» Record set
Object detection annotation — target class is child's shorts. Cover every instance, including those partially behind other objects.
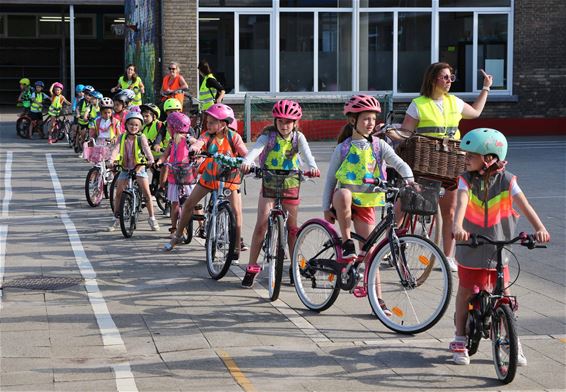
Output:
[167,182,195,203]
[118,167,148,180]
[458,264,509,291]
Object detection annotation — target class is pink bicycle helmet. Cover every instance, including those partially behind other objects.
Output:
[167,112,191,134]
[344,94,381,115]
[272,99,303,120]
[205,103,236,124]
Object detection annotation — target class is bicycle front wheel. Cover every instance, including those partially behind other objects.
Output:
[368,235,452,334]
[264,216,285,301]
[291,221,340,312]
[491,304,519,384]
[85,167,104,207]
[119,191,136,238]
[205,203,236,280]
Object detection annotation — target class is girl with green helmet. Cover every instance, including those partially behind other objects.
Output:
[449,128,550,366]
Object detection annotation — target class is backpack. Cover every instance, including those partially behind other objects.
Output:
[259,130,299,167]
[340,136,387,180]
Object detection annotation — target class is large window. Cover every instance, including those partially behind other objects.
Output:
[199,0,513,97]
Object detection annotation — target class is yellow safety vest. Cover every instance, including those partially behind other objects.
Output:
[198,74,217,110]
[118,75,142,106]
[336,143,385,207]
[413,95,462,140]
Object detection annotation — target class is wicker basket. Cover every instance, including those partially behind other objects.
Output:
[397,135,466,187]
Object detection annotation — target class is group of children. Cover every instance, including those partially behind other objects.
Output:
[21,79,550,365]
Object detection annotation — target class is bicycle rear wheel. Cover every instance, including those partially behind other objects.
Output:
[119,191,136,238]
[85,167,104,207]
[264,216,285,301]
[205,203,236,280]
[491,304,519,384]
[16,117,31,139]
[291,221,340,312]
[368,235,452,334]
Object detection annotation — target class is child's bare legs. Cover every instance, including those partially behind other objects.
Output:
[332,188,352,241]
[249,195,273,265]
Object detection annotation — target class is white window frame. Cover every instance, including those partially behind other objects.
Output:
[197,0,515,99]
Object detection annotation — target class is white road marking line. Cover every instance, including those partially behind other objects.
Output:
[45,154,138,391]
[2,151,13,218]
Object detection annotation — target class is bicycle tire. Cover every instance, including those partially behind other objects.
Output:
[205,203,236,280]
[291,220,340,312]
[84,167,104,207]
[491,304,519,384]
[368,234,452,334]
[118,191,137,238]
[16,117,31,139]
[266,216,285,301]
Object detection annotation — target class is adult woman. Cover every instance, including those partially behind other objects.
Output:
[161,62,189,104]
[198,60,226,110]
[110,64,145,106]
[402,62,493,271]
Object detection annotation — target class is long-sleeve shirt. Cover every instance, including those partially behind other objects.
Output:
[244,132,318,169]
[322,139,413,211]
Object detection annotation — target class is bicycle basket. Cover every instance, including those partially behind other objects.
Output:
[83,146,112,164]
[399,178,442,216]
[170,163,198,185]
[261,170,301,200]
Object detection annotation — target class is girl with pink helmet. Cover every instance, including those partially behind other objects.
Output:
[47,82,72,144]
[242,99,320,287]
[164,103,248,253]
[157,112,196,237]
[322,95,413,312]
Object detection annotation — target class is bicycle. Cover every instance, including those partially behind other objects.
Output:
[84,145,118,207]
[456,232,546,384]
[114,165,145,238]
[250,167,320,301]
[163,161,199,244]
[292,178,452,334]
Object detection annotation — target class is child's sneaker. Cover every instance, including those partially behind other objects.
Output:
[449,340,470,365]
[517,339,527,366]
[342,239,356,260]
[108,218,120,231]
[147,216,159,231]
[242,264,261,288]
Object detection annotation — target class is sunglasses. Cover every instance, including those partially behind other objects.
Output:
[438,74,456,82]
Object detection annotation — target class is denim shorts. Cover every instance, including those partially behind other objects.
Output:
[118,167,148,180]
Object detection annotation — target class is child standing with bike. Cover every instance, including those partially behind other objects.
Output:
[449,128,550,366]
[164,103,248,253]
[47,82,71,144]
[157,112,196,238]
[108,111,159,231]
[241,99,320,287]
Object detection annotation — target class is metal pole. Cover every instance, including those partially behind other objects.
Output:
[69,4,75,97]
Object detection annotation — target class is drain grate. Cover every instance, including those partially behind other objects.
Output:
[2,276,83,290]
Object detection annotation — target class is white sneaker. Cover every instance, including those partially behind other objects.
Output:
[147,217,159,231]
[446,257,458,272]
[108,218,120,231]
[517,340,527,366]
[449,341,470,365]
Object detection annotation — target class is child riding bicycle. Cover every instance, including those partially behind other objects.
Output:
[449,128,550,366]
[241,99,320,287]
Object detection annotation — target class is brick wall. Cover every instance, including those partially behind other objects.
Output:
[161,0,198,97]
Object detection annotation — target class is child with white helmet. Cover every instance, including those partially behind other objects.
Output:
[108,111,159,231]
[450,128,550,366]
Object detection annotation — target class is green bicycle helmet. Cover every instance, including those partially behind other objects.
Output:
[140,103,161,118]
[460,128,507,161]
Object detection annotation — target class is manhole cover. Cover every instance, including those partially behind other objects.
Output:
[2,276,83,290]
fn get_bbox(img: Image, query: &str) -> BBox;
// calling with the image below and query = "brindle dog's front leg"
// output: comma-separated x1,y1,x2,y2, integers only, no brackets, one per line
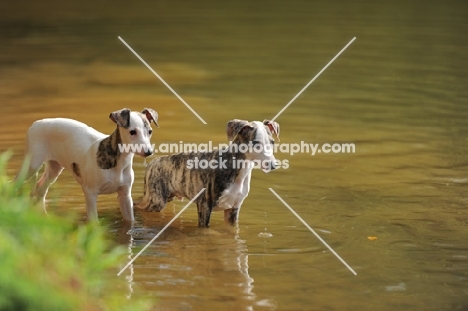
197,197,213,227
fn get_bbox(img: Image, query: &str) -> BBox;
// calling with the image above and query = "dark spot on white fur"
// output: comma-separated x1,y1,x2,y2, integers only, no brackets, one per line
96,127,122,170
72,162,81,177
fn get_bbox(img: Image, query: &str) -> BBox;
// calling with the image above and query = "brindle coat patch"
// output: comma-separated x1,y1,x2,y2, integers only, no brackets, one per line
140,127,257,227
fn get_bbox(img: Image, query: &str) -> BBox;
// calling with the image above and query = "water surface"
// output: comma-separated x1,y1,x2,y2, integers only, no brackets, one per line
0,1,468,310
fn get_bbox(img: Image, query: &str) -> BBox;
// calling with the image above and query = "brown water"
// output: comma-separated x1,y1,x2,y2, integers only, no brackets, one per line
0,0,468,310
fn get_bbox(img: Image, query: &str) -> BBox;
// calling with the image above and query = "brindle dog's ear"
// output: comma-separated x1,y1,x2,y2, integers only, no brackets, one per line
263,120,280,141
141,108,159,127
226,119,249,141
109,108,130,128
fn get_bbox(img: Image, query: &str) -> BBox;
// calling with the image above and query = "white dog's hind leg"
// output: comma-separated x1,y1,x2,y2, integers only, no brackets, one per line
83,187,98,221
35,160,63,212
117,186,135,221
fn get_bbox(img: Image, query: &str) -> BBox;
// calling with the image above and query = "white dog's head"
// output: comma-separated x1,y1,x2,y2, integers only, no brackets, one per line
109,108,159,157
226,119,279,172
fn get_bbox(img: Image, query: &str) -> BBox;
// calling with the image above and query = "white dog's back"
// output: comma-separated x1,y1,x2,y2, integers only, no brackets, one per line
27,118,108,168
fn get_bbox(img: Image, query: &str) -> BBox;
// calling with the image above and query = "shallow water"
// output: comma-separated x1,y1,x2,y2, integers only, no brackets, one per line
0,1,468,310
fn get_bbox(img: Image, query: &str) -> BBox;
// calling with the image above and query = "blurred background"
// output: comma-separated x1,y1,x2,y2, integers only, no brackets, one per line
0,0,468,310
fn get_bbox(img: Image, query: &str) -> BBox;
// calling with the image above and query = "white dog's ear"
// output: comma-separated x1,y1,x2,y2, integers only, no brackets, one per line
226,119,249,141
263,120,280,141
141,108,159,127
109,108,130,128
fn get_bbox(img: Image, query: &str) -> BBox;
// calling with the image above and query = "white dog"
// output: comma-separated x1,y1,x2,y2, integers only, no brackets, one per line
16,108,158,221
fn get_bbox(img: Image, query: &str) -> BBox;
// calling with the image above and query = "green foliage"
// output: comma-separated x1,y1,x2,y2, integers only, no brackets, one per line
0,153,146,311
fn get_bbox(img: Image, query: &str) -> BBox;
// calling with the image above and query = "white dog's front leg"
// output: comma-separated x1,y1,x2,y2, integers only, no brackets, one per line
117,186,135,221
83,187,98,221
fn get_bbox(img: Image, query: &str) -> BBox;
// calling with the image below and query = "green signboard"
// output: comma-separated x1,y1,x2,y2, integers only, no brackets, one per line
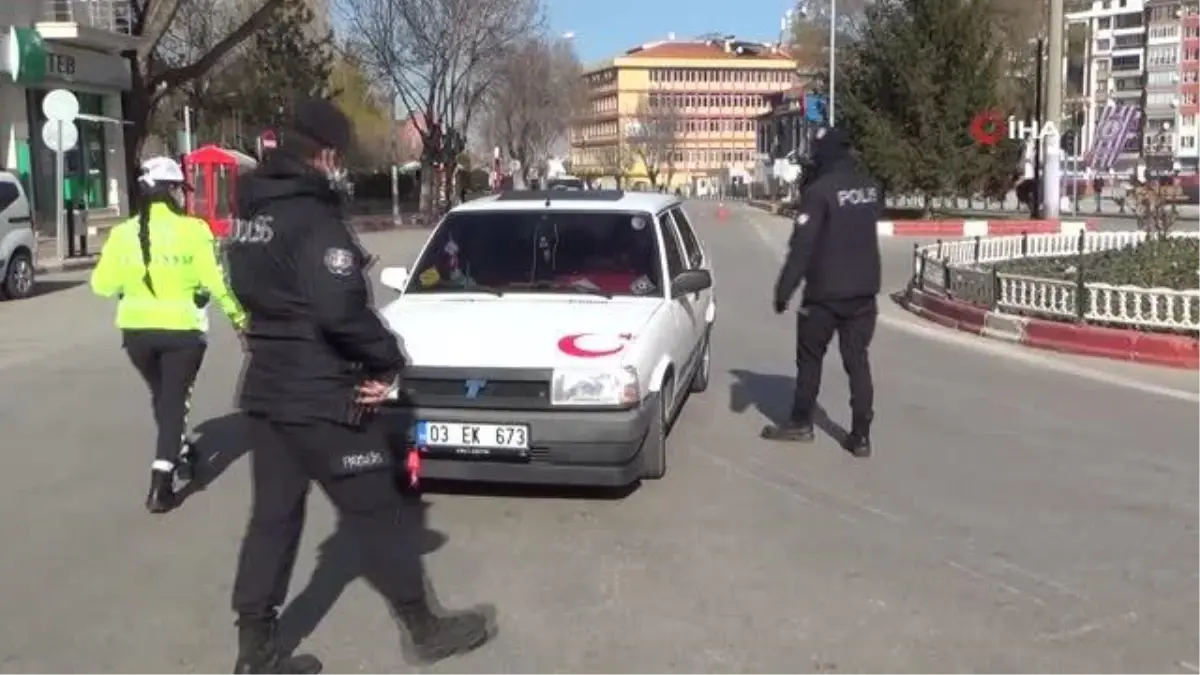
6,26,47,84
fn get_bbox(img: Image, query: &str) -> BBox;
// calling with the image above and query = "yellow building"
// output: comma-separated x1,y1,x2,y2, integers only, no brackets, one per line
571,40,796,195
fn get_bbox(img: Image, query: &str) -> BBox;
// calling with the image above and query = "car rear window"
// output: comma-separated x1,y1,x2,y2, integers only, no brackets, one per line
408,210,662,295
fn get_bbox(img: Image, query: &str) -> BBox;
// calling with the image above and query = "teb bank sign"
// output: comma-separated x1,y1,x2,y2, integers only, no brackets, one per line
967,110,1062,145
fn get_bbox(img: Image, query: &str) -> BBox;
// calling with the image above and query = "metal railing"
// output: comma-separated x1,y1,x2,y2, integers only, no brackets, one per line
42,0,133,35
912,232,1200,333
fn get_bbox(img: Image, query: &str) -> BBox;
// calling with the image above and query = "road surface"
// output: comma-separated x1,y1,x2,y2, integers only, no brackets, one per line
0,203,1200,675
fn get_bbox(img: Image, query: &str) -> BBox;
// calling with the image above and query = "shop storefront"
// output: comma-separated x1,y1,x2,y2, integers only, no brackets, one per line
0,31,131,227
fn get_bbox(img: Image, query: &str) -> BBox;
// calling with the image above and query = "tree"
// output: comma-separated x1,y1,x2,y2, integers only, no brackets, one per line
234,0,334,129
484,37,586,181
121,0,290,197
625,92,683,189
342,0,541,208
330,53,393,168
838,0,1007,213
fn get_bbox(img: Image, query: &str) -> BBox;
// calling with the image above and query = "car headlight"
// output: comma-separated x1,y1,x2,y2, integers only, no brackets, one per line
550,368,642,407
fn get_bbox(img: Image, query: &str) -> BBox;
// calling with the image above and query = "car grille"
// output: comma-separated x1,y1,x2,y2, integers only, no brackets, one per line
402,368,553,410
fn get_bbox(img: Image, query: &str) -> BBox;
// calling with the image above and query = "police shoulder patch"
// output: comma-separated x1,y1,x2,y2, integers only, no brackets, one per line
325,249,354,276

» Aim
Can you transcribe the listing above, from its first line down to and including the line holding "[458,264,509,291]", with the pictures left out?

» Finished exercise
Object detection annotation — target class is child's shorts. Cover every instance, including those partially behind other objects.
Output:
[167,182,195,203]
[118,167,148,180]
[458,264,509,291]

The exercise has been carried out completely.